(Tekstfragment)

□ □ □ □ □ □ □

6.2.   Vermeende prijsopslagen en winsten van de bedrijfstak van de Unie

(246)

Sommige partijen wezen op het vermeende bestaan van prijsopslagen en margeopslagen die zouden worden gehanteerd door PET-producenten in de Unie, en die ten grondslag zouden hebben gelegen aan de prijsstijgingen in 2011. Deze bewering werd geschraagd door de vergelijking tussen de PET-prijzen en hun invloed op de grondstoffen in de Unie en de situatie op de Aziatische markt en in de VS. Aangevoerd werd dat deze situatie het gevolg is van de cumulatie van handelsmaatregelen.

(247)

Hierbij moet worden opgemerkt dat de stijging van de PET-prijs in 2011, evenals de daling ervan in 2009, een mondiaal verschijnsel was dat werd veroorzaakt door de ontwikkeling van de kosten van grondstoffen (zie overweging 155). De door de partijen verstrekte gegevens wezen stelselmatig op een zeer nauwe correlatie tussen de ontwikkeling van PET-prijzen in Europa, Azië en de VS. Toch zijn er inderdaad verschillen tussen de prijzen van PET op de wereld die verband houden met verschillende oorzaken, met name de specifieke kostenstructuur per regio. Ten aanzien van het argument over een bestaande margeopslag in de Unie, moet worden opgemerkt dat zelfs in de uitzonderlijke omstandigheden van eind 2010 en begin 2011 de bedrijfstak van de Unie slechts de winstgevendheid heeft bereikt die als redelijk wordt beschouwd voor dit type bedrijfstak. Er zijn geen bewijzen voor een winstopslag gevonden. Daarom moet het argument van de bestaande prijsopslagen en margeopslagen op PET in de Unie als gevolg van het bestaan van de maatregelen in kwestie, worden verworpen.

(248)

□ □ □ □ □ □ □

(Opdracht 1) Noem de regio's waarvan de PET-prijzen volgens het tekstfragment over PET-prijzen in overweging (247) sterk met elkaar samenhangen.
(Opdracht 2) Geef het vervolg van het tekstfragment over PET-prijzen in de Unie, vanaf het punt waar het ophoudt.

(Getoonde gegevens)

□ □ □ □ □ □ □

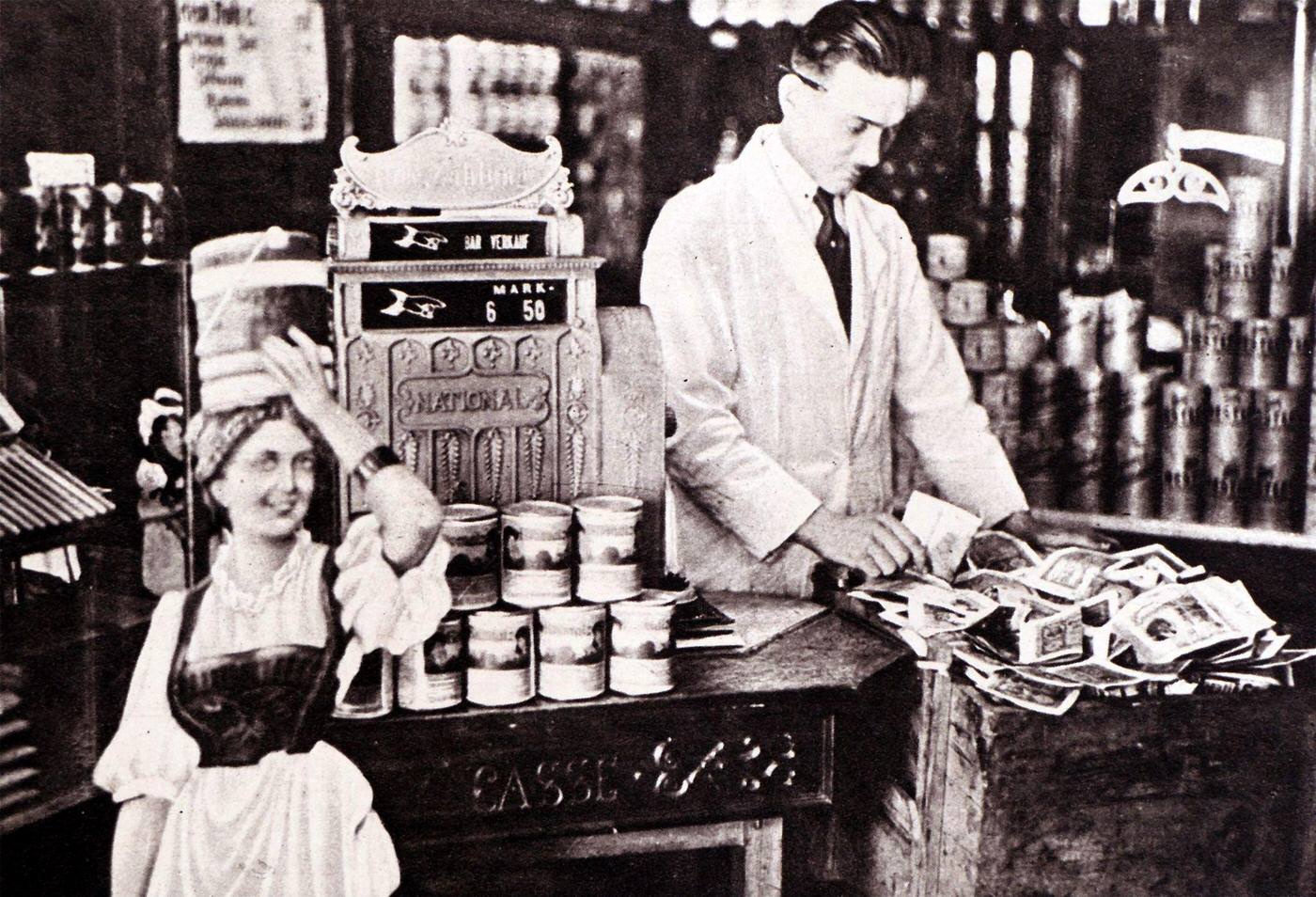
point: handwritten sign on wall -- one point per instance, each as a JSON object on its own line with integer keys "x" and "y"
{"x": 252, "y": 71}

□ □ □ □ □ □ □

(Antwoord 1) Europa, Azië en de VS.

(Antwoord 2)
Na de mededeling herhaalden sommige partijen hun argument dat de prijzen in de Unie ongerechtvaardigd hoog waren en dat dit een weerspiegeling was van het cumulatieve effect van de antidumpingmaatregelen in een markt met een concentratie aan producenten van de Unie, verticale integratie en een beperkt aanbod dat niet aan de vraag kan voldoen. Er werd ook beweerd dat de prijsgegevens ook aantoonden dat de hogere prijzen in de Unie niet een weerspiegeling zijn van de hogere kosten van grondstoffen. In dit verband wordt erop gewezen dat de argumenten met betrekking tot concentratie, verticale integratie en productiecapaciteit van de bedrijfstak van de Unie respectievelijk in overwegingen 207 en 259 aan de orde zijn gekomen. Wat betreft het vermeende effect van deze factoren op de prijs van PET in de Unie wordt eraan herinnerd dat de prijs van grondstoffen de stuwende kracht is achter de ontwikkeling van PET-prijzen (de PET-prijs bestaat voor 90 % uit de grondstoffenprijs) (zie overweging 173). Daarnaast was de stijging van de PET-prijs in 2010/2011 een wereldwijd fenomeen (zie overweging 172). De argumenten van de partijen zijn derhalve ongegrond.

(249)

Wat betreft het argument met betrekking tot het verschil tussen de PET-prijs in de Unie en de prijzen in Azië en de VS en naast de reeds in overweging 244 genoemde bevindingen bleek dat het verschil tussen de prijzen in de VS en de Unie weliswaar onbestendig is, maar gematigd. In tegenstelling tot wat beweerd wordt, zijn de prijzen in de Unie niet systematisch hoger. De markten in de Unie en in Azië blijken aanzienlijk te verschillen wat betreft kostenstructuur en met name de grootte van de markt en de schaalvoordelen, toegang tot grondstoffen en capaciteit. Het werd daarom niet zinvol geacht de gemiddelde prijzen op die markten met elkaar te vergelijken. Derhalve wordt het argument van de partijen als ongegrond beschouwd.

(250)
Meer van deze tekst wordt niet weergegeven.